● Consigne
Répondez brièvement à ces questions sur l'extrait qui suit.
(a) Quel est le titre de l'album de Tricky qui précède Juxtapose ?
(b) Dans quelle ville a lieu la conversation avec Tricky ?
(c) Par quelle formule Tricky décrit-il son nouvel album ?

● Extrait
On avait rompu les relations avec l’aventurier Tricky lors de l’enlisement de son dernier album. D’où la surprise de le voir revenir à son meilleur niveau avec Juxtapose, disque presque serein et lumineux, pour lequel Tricky se révèle guide cordial de son fascinant labyrinthe.
Avec Angels with dirty faces, son précédent album, Tricky était allé trop loin. Disque trop dense, trop sombre, trop chaotique. Sans doute trop intime même pour autoriser nos oreilles à entendre de tels ressassements, ces obsessions pas très saines, ces paroles maladives : deux, trois phrases en boucle, façon lasso, sans aucun moyen de s’échapper. Ce disque n’était pas fascinant mais éreintant. On voulait bien avoir le souffle coupé et la tête sous l’eau pendant une heure, mais quand même pas la tête dans le sac et un flingue sur la tempe.
En ce début d’été à New York, où Tricky ne vit plus que par intermittence, on n’a pas envie de débuter la conversation avec lui par un uppercut : on propose donc diplomatiquement l’idée d’un disque « trop radical ». « Trop radical, oui. J’ai moi-même du mal à écouter certaines chansons. Mais dans cinq ou dix ans, cet album sera peut-être accepté. »
L’échec critique et commercial d’Angels with dirty faces aura au moins eu le mérite de secouer Tricky, de l’extirper à son nombril et de le contraindre à préparer quelques formules chocs pour sa défense. Il a désormais un plan. Ça s’appelle « Easy listening songs » manière dont il décrit son nouvel album, Juxtapose. Et il a raison : faciles d’accès, ces chansons dans lesquelles tout le monde peut trouver ses marques. Inutile cette fois de vérifier ses réserves d’oxygène avant chaque écoute, d’étanchéifier portes et fenêtres, de s’assurer qu’aucune personne trop sensible et non avertie traîne dans les parages. Juxtapose sera dans la rue, dans les clubs, dans les soirées entre amis. Invité à l’heure du barbecue, siffloté par tous, bientôt surSkyrock. C’est en tout cas le but affiché et ce n’est pas une si mauvaise nouvelle.
L’explication est simple : pour ne plus effaroucher les gens, Tricky les prend gentiment par la main. Mais au lieu de les aider à traverser la rue, il va essaie de les emmener sur Mars en prenant garde à ce qu’ils ne se rendent compte de rien, si possible. « Parfois, j’ai l’impression de me frapper la tête contre les murs. J’aime vraiment faire une musique neuve, mais personne ne semble en vouloir. C’est comme si je devais tout recommencer. Je veux que les gens écoutent des choses comme Angels with dirty faces, des choses différentes. Mais il est temps que je touche un public plus large. Je tends donc une sorte de piège, comme une araignée qui tisse sa toile : je dois faire quelque chose de plus traditionnel, pour attirer plus de gens. Mais dès le prochain album, je vais repartir vers des choses beaucoup plus personnelles. »

[Entrées d'annotation de coordonnées]
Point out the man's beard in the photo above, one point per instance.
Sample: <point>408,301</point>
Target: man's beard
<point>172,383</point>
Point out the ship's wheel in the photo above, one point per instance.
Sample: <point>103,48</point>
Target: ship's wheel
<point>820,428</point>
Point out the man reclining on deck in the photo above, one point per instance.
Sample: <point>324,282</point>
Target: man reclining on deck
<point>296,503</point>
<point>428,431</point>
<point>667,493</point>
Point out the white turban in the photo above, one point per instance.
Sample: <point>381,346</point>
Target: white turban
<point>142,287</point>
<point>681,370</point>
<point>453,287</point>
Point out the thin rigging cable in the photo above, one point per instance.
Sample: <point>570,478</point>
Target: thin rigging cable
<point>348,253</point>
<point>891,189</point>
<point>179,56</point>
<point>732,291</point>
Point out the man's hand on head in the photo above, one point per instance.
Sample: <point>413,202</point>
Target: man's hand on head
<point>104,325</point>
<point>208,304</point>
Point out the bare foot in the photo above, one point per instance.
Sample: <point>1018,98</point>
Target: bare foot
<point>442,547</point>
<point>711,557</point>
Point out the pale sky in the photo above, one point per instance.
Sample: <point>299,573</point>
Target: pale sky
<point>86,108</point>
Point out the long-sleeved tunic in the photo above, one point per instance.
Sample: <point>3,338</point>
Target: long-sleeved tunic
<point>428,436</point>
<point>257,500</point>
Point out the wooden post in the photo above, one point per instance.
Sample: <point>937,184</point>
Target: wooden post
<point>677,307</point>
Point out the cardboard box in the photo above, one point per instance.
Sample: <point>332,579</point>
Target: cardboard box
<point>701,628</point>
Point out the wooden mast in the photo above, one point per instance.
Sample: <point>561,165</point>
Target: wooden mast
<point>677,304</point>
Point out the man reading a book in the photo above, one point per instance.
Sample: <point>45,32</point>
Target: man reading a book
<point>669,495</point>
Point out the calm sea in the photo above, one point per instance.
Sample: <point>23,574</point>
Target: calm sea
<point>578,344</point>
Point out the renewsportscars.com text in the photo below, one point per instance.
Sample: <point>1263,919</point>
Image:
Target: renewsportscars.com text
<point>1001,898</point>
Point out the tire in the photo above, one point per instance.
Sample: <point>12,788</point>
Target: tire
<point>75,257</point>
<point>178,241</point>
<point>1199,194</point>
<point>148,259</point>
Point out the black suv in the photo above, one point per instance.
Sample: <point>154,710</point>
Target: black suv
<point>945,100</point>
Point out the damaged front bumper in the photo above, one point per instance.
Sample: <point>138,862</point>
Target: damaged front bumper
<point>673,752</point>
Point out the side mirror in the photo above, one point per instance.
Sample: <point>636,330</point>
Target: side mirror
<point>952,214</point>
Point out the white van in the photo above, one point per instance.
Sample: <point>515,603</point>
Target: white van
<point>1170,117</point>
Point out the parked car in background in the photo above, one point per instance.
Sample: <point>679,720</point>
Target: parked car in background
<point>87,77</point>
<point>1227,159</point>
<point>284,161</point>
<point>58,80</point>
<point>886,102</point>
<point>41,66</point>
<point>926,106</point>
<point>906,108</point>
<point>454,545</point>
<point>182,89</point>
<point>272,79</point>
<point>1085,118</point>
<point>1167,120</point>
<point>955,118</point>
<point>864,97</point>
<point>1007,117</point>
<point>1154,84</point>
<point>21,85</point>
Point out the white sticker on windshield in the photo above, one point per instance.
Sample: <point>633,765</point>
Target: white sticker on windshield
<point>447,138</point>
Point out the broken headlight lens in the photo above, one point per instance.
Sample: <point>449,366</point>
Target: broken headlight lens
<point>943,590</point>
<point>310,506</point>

● Réponse
(a) Angels with dirty faces.
(b) À New York.
(c) « Easy listening songs ».